Problem requirements: In your copy of the data below, reproduce every entry exactly and omit the pictures.

Material provided:
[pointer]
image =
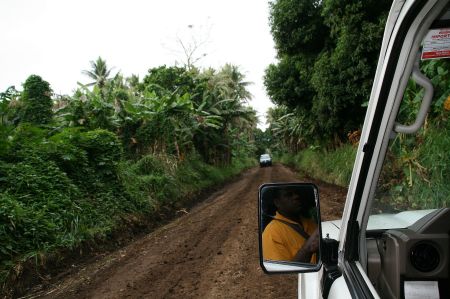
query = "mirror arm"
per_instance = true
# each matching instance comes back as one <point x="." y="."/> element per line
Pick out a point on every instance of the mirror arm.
<point x="423" y="81"/>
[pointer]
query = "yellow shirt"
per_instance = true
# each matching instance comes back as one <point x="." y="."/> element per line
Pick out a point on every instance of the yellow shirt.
<point x="281" y="242"/>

Solution below:
[pointer]
image =
query = "mirror arm"
per_instance = true
# each matching instance comes back as one <point x="." y="."/> element per line
Pick out a point on every instance of the mirror arm.
<point x="423" y="81"/>
[pointer]
query = "yellow shirt"
per_instance = true
# each matching instance comes back as one <point x="." y="."/> element per line
Pick out a point on every instance of the yellow shirt.
<point x="281" y="242"/>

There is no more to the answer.